### Direction
Please pull out every line in the rows below that contains the string "roof", treating uppercase and lowercase as different.

[begin Material provided]

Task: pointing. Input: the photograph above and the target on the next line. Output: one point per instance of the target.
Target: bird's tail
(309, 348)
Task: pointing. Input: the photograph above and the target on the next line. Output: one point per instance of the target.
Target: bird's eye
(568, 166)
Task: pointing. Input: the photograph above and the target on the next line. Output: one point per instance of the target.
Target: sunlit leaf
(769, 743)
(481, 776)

[end Material provided]
[begin Material provided]

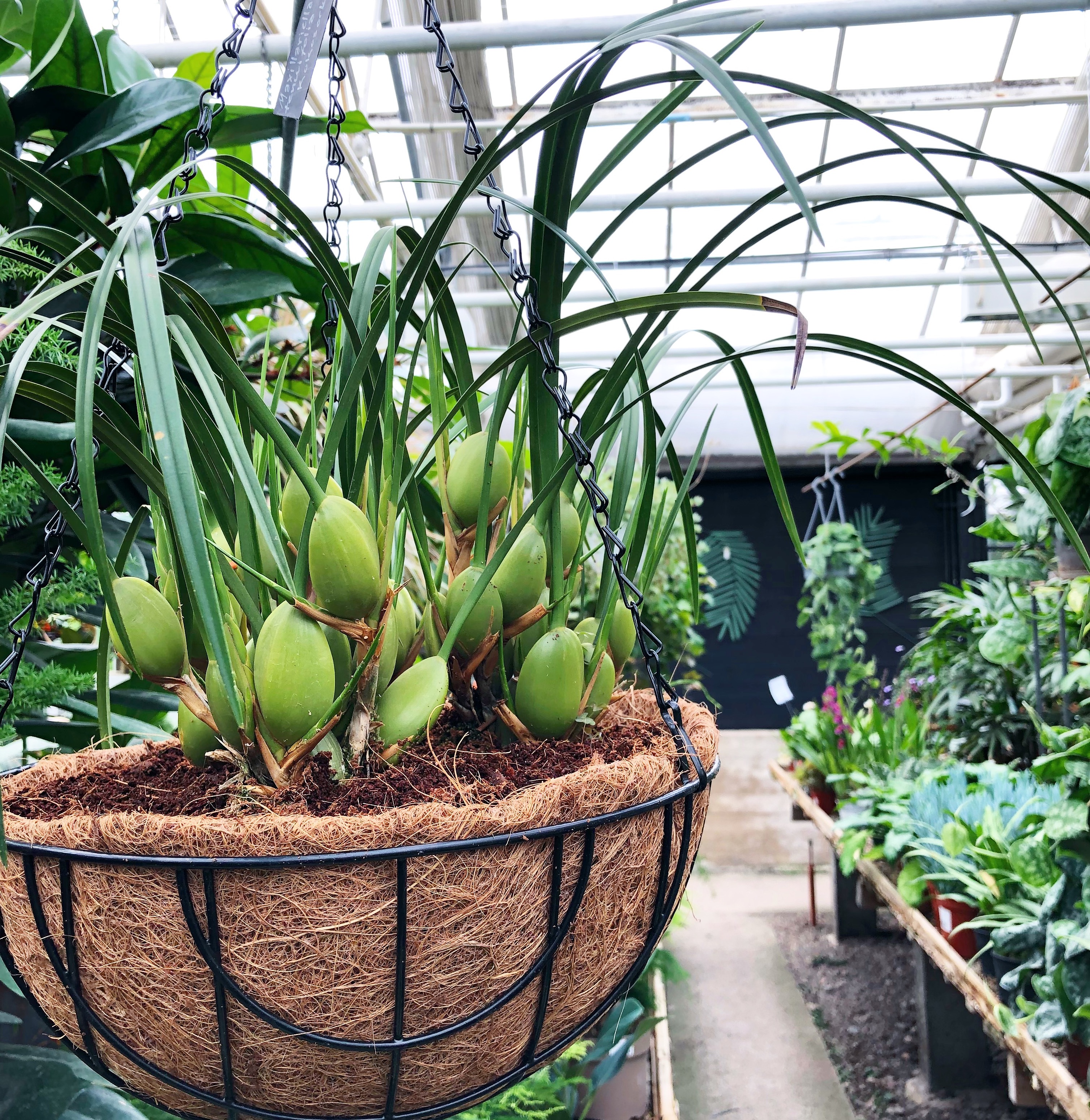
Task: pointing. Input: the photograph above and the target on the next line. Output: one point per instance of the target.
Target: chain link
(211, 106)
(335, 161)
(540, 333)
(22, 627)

[end Material provided]
[begin Material provided]

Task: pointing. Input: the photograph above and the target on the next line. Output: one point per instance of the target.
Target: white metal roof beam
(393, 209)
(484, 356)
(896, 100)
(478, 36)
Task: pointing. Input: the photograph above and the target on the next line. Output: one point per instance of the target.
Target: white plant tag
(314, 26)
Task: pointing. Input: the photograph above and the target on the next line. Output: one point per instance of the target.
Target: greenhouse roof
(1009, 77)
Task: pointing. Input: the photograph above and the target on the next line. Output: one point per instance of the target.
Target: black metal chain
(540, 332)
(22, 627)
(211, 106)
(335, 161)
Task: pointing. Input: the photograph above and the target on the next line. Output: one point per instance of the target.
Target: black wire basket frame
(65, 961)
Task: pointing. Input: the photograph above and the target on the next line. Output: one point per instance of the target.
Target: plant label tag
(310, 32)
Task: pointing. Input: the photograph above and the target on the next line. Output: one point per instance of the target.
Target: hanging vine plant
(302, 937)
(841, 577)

[end Material provided]

### Solution below
Target: white metal roof beam
Target: greenhouse roof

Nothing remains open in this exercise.